- _ACTIVITY_
Skip all lines in the entries below that come before the one containing "Expected: for each instance of the white". Repeat that line and the rest exactly.

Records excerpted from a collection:
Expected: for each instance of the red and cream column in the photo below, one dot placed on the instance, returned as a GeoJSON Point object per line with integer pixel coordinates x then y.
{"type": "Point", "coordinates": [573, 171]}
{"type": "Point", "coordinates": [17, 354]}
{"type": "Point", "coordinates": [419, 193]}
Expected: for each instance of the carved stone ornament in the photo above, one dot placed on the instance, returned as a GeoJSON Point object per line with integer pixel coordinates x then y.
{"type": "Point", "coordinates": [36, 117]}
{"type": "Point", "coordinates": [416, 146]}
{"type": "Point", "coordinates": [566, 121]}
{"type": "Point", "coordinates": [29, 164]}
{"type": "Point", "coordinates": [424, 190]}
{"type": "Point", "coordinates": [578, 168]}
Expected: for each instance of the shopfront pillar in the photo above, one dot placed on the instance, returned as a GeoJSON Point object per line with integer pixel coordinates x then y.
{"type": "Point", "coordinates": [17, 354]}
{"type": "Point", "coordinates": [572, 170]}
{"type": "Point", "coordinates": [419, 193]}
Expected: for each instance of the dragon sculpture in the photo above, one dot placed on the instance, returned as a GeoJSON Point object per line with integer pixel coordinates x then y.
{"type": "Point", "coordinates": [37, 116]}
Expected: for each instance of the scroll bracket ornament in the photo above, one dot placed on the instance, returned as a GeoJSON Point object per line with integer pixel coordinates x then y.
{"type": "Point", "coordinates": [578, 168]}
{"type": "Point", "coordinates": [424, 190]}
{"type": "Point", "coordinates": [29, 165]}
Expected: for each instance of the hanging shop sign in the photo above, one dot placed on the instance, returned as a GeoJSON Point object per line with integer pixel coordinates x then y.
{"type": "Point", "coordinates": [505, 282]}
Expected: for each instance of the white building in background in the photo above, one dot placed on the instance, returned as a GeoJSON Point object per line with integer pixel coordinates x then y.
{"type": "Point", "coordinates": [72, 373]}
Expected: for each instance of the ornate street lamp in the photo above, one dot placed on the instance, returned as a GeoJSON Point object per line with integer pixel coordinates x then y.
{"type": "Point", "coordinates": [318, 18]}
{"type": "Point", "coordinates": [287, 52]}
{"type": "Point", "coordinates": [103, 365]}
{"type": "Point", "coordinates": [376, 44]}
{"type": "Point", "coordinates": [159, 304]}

- _ANSWER_
Expected: for each instance of the white building in background in the photo above, one dot placed on the instance, returned as a GeoJSON Point object per line with integer pixel coordinates x then y.
{"type": "Point", "coordinates": [72, 373]}
Expected: for each instance of the ornate street lamp in the photo above, one dot placed on the instance, returned as a GeoJSON Point object per line with integer pixel coordinates x then y.
{"type": "Point", "coordinates": [318, 18]}
{"type": "Point", "coordinates": [287, 52]}
{"type": "Point", "coordinates": [103, 365]}
{"type": "Point", "coordinates": [376, 44]}
{"type": "Point", "coordinates": [159, 304]}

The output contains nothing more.